_INSTRUCTIONS TO FOLLOW_
Give back the lines of the entries below exactly as written, from the first line to the line holding "target | frog's mouth", both included, with the pictures omitted.
BEGIN RECORDS FOR THE EXERCISE
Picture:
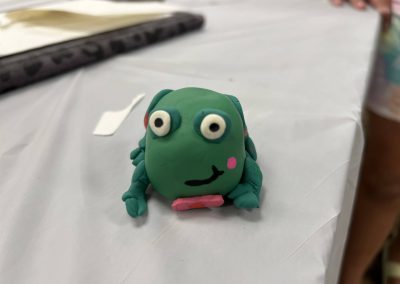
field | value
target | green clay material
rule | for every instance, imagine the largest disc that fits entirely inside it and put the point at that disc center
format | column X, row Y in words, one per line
column 184, row 163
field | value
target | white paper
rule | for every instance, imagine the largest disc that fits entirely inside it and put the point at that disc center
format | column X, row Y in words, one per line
column 110, row 121
column 40, row 26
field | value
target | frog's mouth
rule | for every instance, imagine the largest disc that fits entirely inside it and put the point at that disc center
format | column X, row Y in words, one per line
column 213, row 177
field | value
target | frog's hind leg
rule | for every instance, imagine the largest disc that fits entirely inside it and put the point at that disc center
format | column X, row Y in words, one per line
column 135, row 197
column 247, row 193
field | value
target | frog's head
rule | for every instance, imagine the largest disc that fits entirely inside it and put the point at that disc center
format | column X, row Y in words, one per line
column 195, row 142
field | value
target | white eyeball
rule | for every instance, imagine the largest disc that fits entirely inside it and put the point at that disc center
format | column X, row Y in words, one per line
column 213, row 126
column 160, row 122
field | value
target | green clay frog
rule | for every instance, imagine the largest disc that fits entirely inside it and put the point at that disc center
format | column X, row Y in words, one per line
column 196, row 152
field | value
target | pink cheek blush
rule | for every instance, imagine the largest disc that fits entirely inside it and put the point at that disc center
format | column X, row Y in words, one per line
column 232, row 163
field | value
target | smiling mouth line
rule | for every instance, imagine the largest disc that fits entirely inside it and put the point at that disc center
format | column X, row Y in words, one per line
column 213, row 177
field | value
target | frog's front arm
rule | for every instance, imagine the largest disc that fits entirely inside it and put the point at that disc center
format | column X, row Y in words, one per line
column 247, row 193
column 135, row 197
column 137, row 155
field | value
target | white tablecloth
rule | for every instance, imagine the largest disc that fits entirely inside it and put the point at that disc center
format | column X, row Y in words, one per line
column 300, row 69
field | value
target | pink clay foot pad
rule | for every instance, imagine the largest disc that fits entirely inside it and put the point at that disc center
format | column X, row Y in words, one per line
column 206, row 201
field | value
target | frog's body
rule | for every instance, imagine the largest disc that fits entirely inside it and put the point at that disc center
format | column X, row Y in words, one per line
column 196, row 144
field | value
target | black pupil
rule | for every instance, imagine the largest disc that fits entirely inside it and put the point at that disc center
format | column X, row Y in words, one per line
column 214, row 127
column 158, row 122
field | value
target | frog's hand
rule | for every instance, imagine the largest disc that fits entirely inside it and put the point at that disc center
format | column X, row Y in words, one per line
column 137, row 155
column 135, row 197
column 247, row 193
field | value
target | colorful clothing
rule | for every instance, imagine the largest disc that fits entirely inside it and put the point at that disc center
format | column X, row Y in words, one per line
column 384, row 95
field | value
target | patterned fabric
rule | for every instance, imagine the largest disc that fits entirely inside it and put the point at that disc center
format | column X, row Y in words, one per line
column 35, row 65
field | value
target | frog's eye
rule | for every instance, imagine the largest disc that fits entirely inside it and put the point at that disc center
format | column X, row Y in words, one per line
column 213, row 126
column 160, row 122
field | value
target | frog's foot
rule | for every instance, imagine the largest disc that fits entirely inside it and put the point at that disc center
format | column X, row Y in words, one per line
column 135, row 205
column 205, row 201
column 247, row 200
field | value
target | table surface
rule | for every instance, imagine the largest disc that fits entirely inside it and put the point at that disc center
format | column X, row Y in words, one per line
column 300, row 69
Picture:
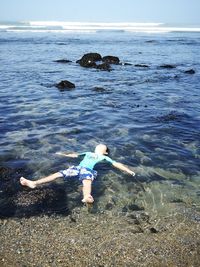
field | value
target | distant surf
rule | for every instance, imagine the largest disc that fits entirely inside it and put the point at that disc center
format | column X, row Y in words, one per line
column 88, row 27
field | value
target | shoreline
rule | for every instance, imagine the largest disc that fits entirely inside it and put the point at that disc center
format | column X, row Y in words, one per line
column 104, row 239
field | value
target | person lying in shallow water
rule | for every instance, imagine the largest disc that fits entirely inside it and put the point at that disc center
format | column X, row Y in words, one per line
column 84, row 171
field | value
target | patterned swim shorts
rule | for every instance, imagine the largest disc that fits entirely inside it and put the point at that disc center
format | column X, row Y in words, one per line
column 79, row 172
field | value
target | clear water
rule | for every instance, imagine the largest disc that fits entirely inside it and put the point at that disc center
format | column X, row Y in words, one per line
column 149, row 117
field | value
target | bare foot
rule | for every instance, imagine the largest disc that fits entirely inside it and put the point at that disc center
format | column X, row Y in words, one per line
column 88, row 199
column 28, row 183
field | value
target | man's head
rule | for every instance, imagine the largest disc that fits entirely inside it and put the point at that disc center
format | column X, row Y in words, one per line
column 101, row 149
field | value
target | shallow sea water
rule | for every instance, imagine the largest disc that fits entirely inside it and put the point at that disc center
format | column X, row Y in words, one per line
column 149, row 117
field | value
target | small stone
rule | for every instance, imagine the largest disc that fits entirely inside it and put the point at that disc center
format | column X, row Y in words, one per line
column 63, row 85
column 191, row 71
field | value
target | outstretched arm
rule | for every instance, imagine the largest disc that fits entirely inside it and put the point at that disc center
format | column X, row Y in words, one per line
column 70, row 155
column 122, row 167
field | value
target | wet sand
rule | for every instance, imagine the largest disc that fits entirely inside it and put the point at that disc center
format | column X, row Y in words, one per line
column 105, row 239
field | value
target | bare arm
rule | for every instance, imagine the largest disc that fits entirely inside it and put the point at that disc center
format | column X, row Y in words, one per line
column 70, row 155
column 122, row 167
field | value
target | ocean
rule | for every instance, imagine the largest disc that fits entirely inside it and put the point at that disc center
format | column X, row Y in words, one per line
column 148, row 113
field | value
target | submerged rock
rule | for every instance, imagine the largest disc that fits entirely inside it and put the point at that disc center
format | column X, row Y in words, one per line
column 89, row 60
column 104, row 66
column 167, row 66
column 141, row 65
column 64, row 85
column 111, row 60
column 63, row 61
column 191, row 71
column 99, row 89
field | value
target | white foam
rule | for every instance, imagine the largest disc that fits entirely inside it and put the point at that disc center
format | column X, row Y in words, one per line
column 88, row 27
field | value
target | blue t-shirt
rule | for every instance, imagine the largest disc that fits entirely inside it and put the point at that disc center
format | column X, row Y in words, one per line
END RECORDS FOR THE EXERCISE
_TASK RESPONSE_
Picture:
field | value
target | green clay material
rule | for every instance, imagine the largest disc that fits entirely inside it and put the point at that disc center
format | column X, row Y in words, one per line
column 184, row 163
field | value
target | white paper
rule | for every instance, imagine the largest disc that fits entirely inside it and put the point at that disc center
format | column X, row Y in words, one per line
column 110, row 121
column 40, row 26
field | value
target | frog's mouth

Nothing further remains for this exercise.